[ 
https://issues.apache.org/jira/browse/SPARK-18014?page=com.atlassian.jira.plugin.system.issuetabpanels:all-tabpanel
 ]

Michael Patterson updated SPARK-18014:
--------------------------------------
    Description: 
I created a dataframe that needed to filter the data on columnA, create a new 
columnB by applying a user defined function to columnA, and then filter on 
columnB. However, the two filters were being grouped together in the execution 
plan after the withColumn statement, which was causing errors due to unexpected 
input to the withColumn statement.

Example code to reproduce:

import pyspark.sql.functions as F
import pyspark.sql.types as T
from functools import partial
data = [{'input':0}, {'input':1}, {'input':2}]
input_df = sc.parallelize(data).toDF()
my_dict = {1:'first', 2:'second'}
def apply_dict( input_dict, value):
    return input_dict[value]
test_udf = F.udf( partial(apply_dict, my_dict ), T.StringType() )
test_df = input_df.filter('input > 0').withColumn('output', 
test_udf('input')).filter(F.col('output').rlike('^s'))
test_df.explain(True)

Execution plan:
== Analyzed Logical Plan ==
input: bigint, output: string
Filter output#4 RLIKE ^s
+- Project [input#0L, partial(input#0L) AS output#4]
   +- Filter (input#0L > cast(0 as bigint))

# Written task A:
Copy the Spark issue word for word, starting at "import pyspark.sql.functions as" and ending at "my_dict ), T.StringType() )".
The Spark issue and the listing are unrelated material.

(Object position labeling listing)
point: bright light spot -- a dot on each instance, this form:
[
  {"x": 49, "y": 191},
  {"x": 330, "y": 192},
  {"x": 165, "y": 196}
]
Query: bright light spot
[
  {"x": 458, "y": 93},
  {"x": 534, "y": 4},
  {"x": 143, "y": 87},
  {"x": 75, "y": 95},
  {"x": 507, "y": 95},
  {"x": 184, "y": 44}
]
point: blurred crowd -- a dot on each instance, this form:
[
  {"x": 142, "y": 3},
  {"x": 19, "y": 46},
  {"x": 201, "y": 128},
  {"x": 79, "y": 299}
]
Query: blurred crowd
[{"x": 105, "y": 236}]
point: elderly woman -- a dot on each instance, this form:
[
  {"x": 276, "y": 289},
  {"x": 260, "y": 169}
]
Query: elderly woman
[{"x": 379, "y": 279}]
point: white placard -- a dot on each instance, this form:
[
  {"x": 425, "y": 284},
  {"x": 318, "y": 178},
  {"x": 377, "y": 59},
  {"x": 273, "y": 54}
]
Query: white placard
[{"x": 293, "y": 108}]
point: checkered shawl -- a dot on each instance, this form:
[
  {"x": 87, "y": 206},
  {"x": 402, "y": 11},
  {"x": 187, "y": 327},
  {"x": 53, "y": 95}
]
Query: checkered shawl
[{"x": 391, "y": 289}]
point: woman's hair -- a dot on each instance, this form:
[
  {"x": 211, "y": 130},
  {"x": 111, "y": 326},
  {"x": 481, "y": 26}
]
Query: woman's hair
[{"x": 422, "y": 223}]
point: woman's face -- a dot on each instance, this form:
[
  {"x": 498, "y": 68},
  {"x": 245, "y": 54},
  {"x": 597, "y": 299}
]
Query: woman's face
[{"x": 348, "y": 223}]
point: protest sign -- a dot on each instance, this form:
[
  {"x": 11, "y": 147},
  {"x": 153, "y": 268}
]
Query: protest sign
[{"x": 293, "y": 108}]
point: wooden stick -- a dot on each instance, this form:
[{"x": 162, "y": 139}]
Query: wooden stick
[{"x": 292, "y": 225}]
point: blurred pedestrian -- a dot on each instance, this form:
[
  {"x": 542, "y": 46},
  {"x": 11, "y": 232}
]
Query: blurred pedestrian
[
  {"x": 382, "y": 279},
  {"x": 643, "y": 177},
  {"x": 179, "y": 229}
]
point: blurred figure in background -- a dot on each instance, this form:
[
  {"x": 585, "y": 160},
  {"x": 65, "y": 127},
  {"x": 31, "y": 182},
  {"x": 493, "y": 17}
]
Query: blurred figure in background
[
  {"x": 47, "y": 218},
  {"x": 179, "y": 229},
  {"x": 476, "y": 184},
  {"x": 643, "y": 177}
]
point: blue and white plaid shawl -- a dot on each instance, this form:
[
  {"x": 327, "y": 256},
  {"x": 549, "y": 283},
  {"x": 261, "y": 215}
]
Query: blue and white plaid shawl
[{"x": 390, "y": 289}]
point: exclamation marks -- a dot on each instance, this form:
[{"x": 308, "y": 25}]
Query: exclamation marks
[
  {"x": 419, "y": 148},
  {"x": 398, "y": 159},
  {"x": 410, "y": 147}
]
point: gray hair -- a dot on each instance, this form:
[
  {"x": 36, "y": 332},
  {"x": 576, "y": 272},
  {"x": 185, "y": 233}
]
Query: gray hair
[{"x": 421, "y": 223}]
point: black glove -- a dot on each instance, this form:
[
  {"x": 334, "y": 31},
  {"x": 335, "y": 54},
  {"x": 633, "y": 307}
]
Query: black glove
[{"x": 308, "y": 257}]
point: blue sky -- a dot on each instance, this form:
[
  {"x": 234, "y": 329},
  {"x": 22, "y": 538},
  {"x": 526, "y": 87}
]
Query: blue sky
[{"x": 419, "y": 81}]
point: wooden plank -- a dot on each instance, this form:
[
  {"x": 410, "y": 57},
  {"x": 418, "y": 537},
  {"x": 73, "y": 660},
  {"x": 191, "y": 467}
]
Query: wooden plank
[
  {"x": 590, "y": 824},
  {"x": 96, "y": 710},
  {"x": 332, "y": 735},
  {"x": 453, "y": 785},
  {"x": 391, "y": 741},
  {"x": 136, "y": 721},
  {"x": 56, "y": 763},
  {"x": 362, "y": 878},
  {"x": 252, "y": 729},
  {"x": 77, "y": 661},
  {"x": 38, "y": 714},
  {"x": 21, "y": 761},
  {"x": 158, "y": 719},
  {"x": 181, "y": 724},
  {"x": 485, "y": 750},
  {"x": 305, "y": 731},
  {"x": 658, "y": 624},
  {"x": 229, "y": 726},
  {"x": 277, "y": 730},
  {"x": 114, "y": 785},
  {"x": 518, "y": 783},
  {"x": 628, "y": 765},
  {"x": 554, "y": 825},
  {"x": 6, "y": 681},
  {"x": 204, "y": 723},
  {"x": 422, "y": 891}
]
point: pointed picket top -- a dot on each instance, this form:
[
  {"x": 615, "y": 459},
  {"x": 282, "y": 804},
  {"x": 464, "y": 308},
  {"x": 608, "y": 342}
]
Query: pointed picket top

# Written task B:
Repeat part of the listing word for word, starting at the line that contains "point: pointed picket" and ending at the end of the listing.

# Exercise answer A:
import pyspark.sql.functions as F
import pyspark.sql.types as T
from functools import partial
data = [{'input':0}, {'input':1}, {'input':2}]
input_df = sc.parallelize(data).toDF()
my_dict = {1:'first', 2:'second'}
def apply_dict( input_dict, value):
    return input_dict[value]
test_udf = F.udf( partial(apply_dict, my_dict ), T.StringType() )

# Exercise answer B:
point: pointed picket top -- a dot on each instance, this form:
[
  {"x": 615, "y": 459},
  {"x": 282, "y": 804},
  {"x": 464, "y": 308},
  {"x": 608, "y": 342}
]
Query: pointed picket top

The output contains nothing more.